Brief =>
State how many lines of the listing below contain the word "yellow", treating uppercase and lowercase as distinct. Give the number alone.

----

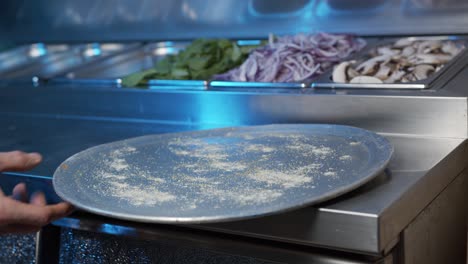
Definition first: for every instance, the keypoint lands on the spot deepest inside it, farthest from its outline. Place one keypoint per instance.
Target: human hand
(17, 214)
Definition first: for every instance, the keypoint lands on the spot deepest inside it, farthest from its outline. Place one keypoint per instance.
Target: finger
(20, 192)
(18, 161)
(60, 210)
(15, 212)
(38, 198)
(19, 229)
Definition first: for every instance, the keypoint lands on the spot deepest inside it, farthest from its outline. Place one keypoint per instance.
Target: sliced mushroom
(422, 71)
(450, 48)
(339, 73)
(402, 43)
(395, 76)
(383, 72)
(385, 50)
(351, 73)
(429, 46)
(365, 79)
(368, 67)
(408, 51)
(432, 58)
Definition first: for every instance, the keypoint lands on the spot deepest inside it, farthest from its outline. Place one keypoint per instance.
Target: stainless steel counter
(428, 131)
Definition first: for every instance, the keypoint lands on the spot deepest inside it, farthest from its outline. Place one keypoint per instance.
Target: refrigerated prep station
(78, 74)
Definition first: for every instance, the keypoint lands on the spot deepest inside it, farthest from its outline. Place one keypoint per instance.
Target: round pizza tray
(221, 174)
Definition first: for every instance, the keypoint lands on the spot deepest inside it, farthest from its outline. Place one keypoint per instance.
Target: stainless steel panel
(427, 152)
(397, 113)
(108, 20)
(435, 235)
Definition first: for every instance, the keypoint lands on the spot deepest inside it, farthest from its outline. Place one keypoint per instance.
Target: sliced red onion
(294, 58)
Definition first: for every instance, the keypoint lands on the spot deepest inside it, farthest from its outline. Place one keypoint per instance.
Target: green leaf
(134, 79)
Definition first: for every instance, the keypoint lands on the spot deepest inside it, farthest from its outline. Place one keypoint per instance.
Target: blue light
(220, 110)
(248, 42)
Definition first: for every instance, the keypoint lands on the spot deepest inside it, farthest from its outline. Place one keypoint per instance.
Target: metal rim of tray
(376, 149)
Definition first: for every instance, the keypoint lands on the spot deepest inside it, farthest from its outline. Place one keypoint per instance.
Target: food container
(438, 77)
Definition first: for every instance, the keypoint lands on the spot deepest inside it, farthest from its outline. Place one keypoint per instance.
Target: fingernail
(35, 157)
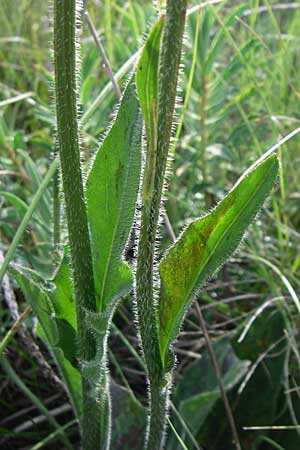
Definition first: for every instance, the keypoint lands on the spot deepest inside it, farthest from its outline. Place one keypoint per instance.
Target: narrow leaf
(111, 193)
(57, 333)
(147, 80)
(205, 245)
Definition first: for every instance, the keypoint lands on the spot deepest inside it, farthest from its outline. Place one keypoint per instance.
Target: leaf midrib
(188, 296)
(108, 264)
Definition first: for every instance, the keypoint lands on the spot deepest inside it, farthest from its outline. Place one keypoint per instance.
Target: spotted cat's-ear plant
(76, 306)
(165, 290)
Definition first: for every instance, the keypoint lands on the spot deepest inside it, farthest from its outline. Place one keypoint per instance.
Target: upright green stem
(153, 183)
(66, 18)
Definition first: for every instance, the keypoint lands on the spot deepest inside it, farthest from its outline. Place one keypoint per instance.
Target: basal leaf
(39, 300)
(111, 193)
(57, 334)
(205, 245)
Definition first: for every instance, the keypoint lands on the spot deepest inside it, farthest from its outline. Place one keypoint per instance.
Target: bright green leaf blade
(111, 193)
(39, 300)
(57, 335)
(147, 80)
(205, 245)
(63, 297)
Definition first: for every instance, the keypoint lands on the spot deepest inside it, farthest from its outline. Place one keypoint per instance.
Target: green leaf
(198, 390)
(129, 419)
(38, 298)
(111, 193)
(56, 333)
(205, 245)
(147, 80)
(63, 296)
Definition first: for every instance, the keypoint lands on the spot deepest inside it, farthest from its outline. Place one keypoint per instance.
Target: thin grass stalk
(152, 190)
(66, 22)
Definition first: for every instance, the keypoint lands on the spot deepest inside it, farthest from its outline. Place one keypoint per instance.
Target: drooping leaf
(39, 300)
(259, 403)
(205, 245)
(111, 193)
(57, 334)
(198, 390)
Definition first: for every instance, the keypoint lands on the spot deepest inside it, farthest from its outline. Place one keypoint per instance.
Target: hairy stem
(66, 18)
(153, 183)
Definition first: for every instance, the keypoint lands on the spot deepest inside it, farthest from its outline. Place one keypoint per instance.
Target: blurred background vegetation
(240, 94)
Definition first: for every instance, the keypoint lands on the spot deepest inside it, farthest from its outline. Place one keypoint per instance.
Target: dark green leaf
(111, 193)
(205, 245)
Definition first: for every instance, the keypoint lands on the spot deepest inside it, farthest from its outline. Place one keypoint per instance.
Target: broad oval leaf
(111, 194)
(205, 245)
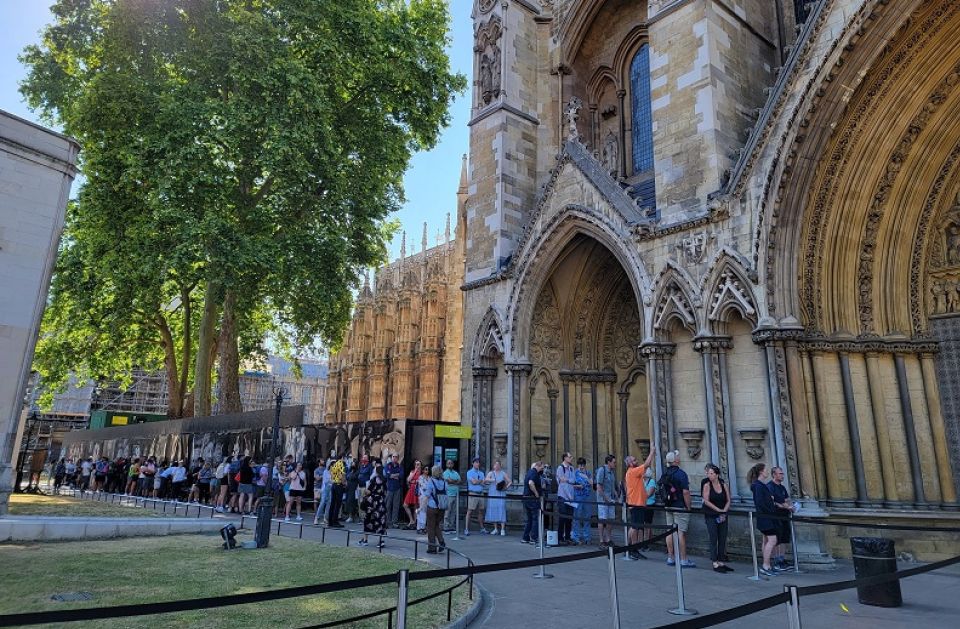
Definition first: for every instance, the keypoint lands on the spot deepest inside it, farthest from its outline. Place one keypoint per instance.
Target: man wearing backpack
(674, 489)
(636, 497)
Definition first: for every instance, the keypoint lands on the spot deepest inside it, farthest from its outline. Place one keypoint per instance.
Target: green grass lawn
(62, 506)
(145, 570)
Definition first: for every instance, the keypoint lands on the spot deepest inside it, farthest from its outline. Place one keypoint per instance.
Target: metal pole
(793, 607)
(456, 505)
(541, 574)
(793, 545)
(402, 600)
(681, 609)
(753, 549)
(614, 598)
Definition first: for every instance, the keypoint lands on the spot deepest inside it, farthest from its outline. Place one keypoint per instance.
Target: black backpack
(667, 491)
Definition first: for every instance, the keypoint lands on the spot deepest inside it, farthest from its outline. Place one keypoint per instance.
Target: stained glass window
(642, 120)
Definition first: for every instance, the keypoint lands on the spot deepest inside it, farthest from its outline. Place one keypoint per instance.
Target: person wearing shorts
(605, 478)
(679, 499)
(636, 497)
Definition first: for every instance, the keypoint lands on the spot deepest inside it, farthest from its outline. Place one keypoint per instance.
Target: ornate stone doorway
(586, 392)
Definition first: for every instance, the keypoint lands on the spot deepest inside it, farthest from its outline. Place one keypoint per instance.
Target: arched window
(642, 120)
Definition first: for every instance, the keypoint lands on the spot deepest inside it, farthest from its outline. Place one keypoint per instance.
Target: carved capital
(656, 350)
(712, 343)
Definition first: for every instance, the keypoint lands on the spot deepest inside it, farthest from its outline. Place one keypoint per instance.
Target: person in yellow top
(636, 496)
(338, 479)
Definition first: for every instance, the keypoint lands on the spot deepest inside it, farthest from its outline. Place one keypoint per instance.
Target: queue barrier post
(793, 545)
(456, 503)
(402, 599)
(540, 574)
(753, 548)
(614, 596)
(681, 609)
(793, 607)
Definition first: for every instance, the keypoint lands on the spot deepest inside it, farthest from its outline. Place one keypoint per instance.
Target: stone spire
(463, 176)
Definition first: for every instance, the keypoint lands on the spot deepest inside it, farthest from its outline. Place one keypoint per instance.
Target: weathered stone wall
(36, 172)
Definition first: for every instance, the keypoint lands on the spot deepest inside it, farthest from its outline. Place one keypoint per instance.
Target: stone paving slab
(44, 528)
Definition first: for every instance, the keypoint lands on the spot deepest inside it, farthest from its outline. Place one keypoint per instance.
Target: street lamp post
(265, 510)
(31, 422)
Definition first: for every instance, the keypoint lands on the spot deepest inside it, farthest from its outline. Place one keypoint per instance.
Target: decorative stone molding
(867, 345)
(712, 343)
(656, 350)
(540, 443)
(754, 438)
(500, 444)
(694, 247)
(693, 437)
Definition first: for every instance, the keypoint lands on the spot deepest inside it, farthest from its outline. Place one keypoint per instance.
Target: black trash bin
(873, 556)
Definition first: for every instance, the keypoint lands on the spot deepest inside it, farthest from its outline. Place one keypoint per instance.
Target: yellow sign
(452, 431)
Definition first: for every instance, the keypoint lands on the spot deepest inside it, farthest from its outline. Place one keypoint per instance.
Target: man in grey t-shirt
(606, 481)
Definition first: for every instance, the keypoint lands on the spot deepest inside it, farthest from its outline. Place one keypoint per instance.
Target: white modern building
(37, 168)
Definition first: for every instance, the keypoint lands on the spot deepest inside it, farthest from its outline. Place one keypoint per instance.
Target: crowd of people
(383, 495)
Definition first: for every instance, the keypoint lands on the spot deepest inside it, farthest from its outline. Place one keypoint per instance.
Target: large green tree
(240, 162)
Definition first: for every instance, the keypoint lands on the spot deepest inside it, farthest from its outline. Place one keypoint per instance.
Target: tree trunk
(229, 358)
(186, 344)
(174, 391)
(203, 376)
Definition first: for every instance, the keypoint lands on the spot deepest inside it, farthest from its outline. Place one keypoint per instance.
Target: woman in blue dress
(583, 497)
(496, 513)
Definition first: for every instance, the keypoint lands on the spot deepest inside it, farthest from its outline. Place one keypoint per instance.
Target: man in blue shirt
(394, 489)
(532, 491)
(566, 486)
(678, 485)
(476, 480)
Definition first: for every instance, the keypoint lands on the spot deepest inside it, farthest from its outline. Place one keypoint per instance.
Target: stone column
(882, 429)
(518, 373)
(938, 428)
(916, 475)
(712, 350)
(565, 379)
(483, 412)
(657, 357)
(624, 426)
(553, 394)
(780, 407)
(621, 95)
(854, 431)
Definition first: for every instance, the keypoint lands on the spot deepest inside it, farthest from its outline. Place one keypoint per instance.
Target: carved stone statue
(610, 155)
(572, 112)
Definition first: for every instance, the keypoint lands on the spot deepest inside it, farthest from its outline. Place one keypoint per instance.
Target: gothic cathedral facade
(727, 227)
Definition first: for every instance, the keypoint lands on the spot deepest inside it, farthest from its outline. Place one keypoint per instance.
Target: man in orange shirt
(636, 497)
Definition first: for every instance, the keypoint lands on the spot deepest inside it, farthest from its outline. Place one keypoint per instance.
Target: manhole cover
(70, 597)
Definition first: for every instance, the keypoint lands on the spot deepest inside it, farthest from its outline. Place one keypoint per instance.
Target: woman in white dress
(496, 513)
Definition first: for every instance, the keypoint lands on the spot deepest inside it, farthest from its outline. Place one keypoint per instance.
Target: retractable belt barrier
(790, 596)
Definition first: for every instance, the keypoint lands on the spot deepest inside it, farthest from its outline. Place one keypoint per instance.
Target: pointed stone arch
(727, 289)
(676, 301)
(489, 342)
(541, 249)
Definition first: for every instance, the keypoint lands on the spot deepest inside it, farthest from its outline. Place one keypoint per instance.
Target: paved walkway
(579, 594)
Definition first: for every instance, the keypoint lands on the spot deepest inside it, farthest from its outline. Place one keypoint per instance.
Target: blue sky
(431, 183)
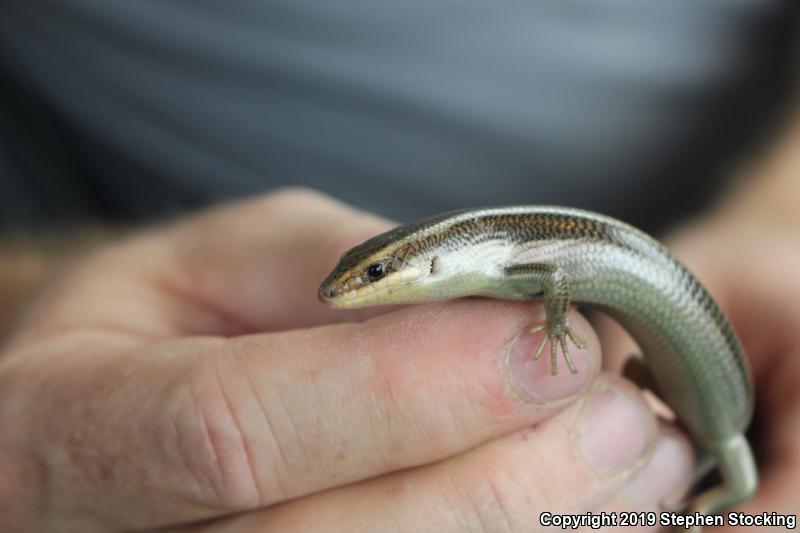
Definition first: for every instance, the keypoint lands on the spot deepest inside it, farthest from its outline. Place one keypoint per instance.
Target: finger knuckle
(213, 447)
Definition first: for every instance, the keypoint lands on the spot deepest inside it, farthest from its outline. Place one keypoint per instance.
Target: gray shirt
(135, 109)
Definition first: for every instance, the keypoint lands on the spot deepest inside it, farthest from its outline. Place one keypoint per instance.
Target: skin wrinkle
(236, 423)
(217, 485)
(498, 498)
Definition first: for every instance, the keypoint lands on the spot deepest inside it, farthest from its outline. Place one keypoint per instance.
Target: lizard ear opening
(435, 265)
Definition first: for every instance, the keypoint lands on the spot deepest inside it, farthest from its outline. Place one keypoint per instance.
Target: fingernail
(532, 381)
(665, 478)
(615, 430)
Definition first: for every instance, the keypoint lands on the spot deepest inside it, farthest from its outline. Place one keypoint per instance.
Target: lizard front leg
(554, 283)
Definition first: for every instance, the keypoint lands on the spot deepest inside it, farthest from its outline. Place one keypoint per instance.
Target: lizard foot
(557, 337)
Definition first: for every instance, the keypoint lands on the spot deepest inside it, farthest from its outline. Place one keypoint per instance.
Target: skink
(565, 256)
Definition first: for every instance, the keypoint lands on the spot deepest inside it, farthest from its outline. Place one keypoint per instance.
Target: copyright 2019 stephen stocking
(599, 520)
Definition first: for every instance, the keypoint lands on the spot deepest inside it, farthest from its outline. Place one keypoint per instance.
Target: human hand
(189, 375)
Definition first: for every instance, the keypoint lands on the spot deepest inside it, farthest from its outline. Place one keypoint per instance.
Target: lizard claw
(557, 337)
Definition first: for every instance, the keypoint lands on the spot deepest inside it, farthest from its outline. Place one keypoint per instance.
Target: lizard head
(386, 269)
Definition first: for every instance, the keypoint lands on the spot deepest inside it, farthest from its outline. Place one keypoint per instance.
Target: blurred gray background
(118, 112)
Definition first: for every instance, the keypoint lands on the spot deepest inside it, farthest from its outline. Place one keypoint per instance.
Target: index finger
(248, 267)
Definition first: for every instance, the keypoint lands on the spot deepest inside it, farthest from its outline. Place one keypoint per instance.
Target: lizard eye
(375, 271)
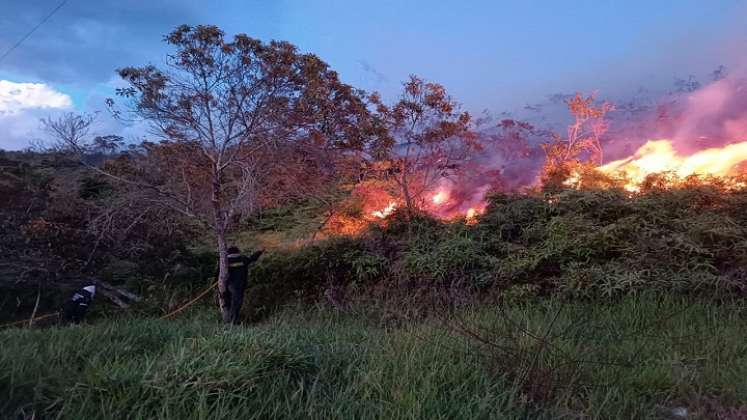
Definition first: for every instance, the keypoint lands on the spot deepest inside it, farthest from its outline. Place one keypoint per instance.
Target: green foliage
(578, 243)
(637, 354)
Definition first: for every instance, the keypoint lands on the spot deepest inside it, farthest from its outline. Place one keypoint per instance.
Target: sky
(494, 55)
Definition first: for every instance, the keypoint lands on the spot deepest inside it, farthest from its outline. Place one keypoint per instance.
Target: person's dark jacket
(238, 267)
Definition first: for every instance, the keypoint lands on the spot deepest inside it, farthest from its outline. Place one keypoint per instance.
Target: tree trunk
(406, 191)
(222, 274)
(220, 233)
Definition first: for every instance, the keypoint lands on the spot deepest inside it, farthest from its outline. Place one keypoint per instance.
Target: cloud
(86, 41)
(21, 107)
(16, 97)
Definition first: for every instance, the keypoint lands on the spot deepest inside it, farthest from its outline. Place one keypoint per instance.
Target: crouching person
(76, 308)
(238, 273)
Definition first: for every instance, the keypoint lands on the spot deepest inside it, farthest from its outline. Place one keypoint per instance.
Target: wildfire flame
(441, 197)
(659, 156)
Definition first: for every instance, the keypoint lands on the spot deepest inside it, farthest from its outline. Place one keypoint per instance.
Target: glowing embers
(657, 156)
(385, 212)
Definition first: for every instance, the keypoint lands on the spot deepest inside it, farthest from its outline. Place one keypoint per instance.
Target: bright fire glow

----

Complete output =>
2